◆ Task description:
Give the passage on airbag recalls again, starting with "Italics added." and going on through "ones that aren’t.", swapping in "warnings" wherever "advisories" appears.

◆ Passage to read:

== == ==

But when airbags fail, they can leave you dead.

The government admits it – even as it does nothing to ameliorate it beyond issuing blase voluntary recalls.

Sophie Shulman, who is the deputy director of the federal regulatory apparat that forced everyone who buys a new car to sit in front of an explosive device when they drive it (or ride in it, if you’re a front seat passenger) says: “If you have a model year 2000-2006 BMW with a recalled Takata air bag, get it repaired immediately – for free. These inflators are two decades old now and, with every day that passes, they become even more dangerous as they can rupture even in a minor crash.”

Italics added.

I test drive new cars each week and as part of the process, I like to read through the owner’s manual of each car I drive. It is interesting reading. In the manuals of many new cars you will find advisories about the importance of having the vehicle’s air bags replaced after “x” number of years – typically, around 12-15. These advisories are not for defective air bags.

They are for the ones that aren’t.

For just the same reason the manual tells you to have various other parts of the car checked – and replaced – after a certain number of miles/years go by. People are generally hip to the necessity.

Except as regards air bags.

The reason why is because of the catastrophic cost of replacing even one (the driver’s) air bag, which can easily run to $2,000. The typical car made since the early 2010s has four air bags and many later model vehicles have six – or more. All of them age out, eventually – just like a fan belt or radiator hose. The difference is that it doesn’t cost more than the car’s worth to replace an old fan belt or radiator hose.

On the other hand, how much is your life worth to you?

Which brings up another thing. Who is most likely to be driving a 15-plus-year-old vehicle, such as the ones BMW is advising people to stop driving? If you said kids, you get a star.  These BMWs are now beaters – and so are pretty much all cars that fall into the category of 15-plus-years old. They are old and high miles and so (relatively) cheap – having lost most of their original value.

== == ==

◆ Exercise data:
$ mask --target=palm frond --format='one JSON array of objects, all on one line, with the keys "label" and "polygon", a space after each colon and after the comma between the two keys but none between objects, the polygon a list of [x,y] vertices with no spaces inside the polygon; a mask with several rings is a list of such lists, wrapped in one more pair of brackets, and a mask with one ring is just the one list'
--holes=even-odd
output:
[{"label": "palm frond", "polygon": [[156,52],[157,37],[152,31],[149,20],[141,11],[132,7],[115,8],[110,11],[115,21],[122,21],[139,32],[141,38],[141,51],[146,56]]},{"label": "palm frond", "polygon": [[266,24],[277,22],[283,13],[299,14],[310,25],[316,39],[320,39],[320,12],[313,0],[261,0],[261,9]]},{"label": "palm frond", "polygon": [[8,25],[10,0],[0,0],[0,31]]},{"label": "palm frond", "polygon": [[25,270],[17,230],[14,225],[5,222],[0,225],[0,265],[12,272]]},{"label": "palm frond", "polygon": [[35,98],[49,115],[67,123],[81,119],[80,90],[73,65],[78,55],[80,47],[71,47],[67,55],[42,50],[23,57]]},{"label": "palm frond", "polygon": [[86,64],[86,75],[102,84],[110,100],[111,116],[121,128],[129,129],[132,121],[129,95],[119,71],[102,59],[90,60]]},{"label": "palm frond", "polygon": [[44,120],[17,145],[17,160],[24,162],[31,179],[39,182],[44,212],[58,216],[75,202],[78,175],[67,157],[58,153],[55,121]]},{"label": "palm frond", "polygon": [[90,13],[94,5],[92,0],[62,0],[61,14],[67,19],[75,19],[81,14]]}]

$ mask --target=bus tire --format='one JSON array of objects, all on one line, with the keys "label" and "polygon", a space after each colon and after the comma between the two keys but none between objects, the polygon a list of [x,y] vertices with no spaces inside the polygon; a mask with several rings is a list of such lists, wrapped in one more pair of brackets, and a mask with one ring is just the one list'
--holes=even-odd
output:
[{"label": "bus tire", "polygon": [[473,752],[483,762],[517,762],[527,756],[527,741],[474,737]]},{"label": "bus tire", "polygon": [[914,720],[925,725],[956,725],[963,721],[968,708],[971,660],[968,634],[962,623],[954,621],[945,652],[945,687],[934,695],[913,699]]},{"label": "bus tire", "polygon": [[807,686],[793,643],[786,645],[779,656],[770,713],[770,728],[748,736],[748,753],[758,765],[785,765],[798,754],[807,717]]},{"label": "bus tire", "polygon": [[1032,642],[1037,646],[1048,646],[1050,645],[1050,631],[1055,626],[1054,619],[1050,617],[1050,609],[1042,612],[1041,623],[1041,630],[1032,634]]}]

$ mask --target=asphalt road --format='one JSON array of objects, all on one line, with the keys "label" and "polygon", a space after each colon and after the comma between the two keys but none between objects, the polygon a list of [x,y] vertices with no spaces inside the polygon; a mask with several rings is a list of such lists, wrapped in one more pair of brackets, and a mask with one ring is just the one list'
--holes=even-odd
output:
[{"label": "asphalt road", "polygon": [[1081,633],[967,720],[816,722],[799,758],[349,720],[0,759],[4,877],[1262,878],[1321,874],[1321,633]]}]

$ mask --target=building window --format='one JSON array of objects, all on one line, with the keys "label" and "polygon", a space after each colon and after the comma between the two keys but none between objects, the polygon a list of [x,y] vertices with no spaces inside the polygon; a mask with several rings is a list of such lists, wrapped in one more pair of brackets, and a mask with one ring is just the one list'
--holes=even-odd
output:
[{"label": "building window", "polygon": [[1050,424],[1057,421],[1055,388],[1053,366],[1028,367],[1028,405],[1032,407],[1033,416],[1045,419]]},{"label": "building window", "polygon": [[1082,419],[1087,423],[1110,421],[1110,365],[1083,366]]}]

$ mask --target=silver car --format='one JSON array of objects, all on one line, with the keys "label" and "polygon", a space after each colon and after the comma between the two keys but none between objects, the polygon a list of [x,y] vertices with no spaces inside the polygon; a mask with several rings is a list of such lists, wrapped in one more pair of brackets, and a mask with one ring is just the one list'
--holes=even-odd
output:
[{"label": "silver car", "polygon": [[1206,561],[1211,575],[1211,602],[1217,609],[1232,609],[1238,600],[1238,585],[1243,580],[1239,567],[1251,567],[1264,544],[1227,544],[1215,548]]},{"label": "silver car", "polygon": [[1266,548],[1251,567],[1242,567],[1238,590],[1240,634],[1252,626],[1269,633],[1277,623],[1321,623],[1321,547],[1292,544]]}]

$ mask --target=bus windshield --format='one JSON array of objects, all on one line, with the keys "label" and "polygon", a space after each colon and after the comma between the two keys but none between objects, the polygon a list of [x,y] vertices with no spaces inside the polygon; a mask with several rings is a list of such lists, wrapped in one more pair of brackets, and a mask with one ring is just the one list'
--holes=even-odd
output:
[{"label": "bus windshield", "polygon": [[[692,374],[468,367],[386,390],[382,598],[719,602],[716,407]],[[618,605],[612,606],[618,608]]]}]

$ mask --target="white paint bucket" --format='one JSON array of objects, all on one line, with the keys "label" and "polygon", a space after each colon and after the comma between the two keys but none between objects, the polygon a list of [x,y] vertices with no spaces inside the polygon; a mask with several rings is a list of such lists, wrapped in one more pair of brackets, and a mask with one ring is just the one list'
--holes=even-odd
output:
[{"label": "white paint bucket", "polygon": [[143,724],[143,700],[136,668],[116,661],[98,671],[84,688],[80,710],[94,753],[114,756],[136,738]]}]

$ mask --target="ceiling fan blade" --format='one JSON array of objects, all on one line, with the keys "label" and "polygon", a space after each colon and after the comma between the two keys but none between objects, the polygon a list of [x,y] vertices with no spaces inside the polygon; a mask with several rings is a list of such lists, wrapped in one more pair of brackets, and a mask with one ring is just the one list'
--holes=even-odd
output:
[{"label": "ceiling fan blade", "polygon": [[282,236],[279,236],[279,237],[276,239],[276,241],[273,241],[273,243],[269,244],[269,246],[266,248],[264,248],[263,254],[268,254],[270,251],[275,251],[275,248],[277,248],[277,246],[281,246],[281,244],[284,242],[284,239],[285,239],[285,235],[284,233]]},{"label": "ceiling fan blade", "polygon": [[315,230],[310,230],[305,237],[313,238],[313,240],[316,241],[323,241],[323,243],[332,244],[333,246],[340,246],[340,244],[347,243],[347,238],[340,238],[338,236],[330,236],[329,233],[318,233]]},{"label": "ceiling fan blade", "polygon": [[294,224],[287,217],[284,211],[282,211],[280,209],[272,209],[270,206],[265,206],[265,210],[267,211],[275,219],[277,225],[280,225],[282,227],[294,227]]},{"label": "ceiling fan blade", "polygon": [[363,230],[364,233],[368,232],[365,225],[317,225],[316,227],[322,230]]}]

== == ==

◆ Response to the task:
Italics added.

I test drive new cars each week and as part of the process, I like to read through the owner’s manual of each car I drive. It is interesting reading. In the manuals of many new cars you will find warnings about the importance of having the vehicle’s air bags replaced after “x” number of years – typically, around 12-15. These warnings are not for defective air bags.

They are for the ones that aren’t.